---------- Material

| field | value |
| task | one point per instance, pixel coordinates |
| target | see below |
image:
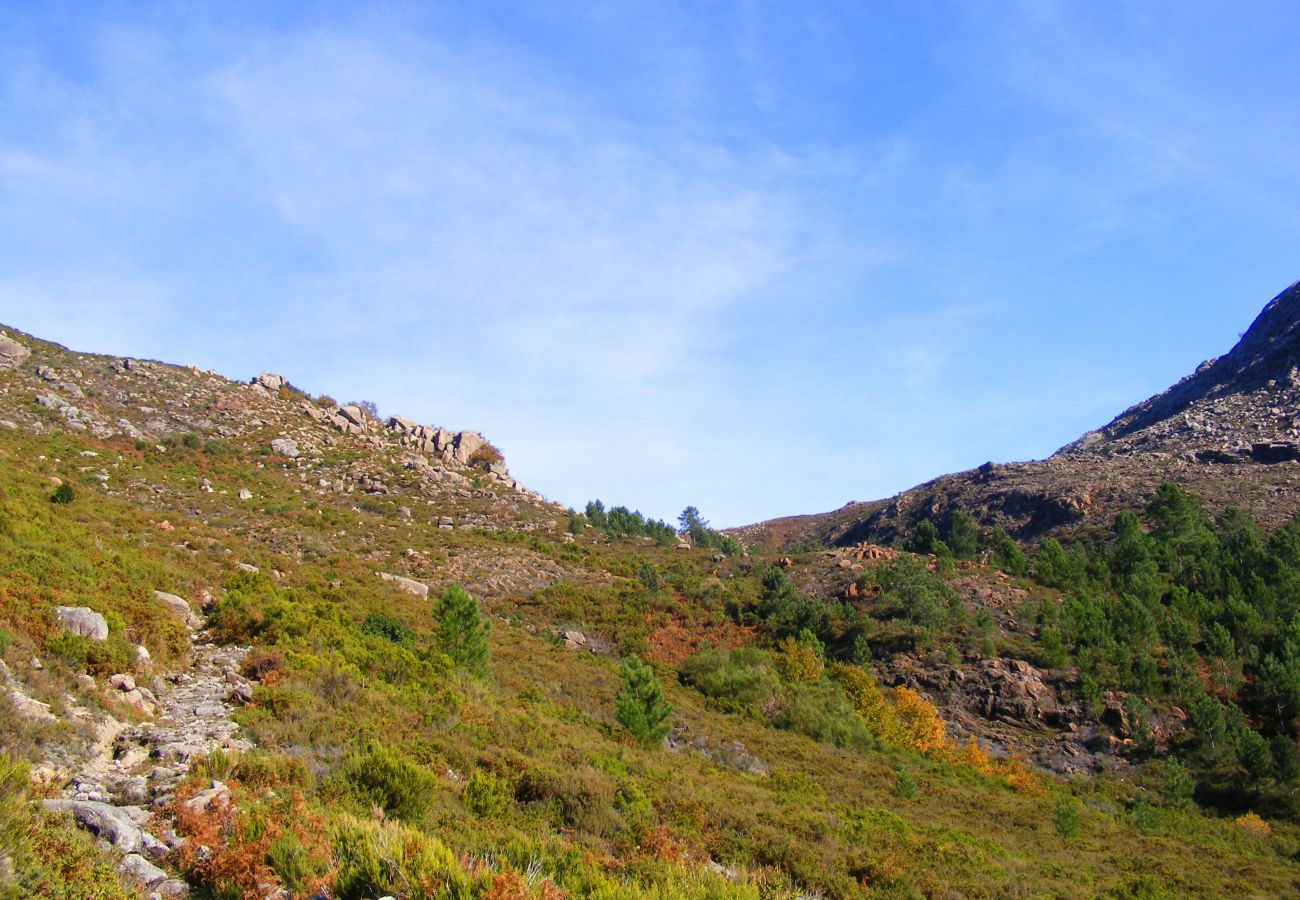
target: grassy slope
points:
(823, 818)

--------------------

> **Exercise directions**: Rewrite every line of the entries above as a numbered list, skipping any blank lines and leaving out the pictures.

> **Answer for the task**:
1. | field | value |
2. | task | one point per instance, pixel coordinates |
3. | target | see below |
4. image:
5. target: grassy slope
6. points:
7. (823, 818)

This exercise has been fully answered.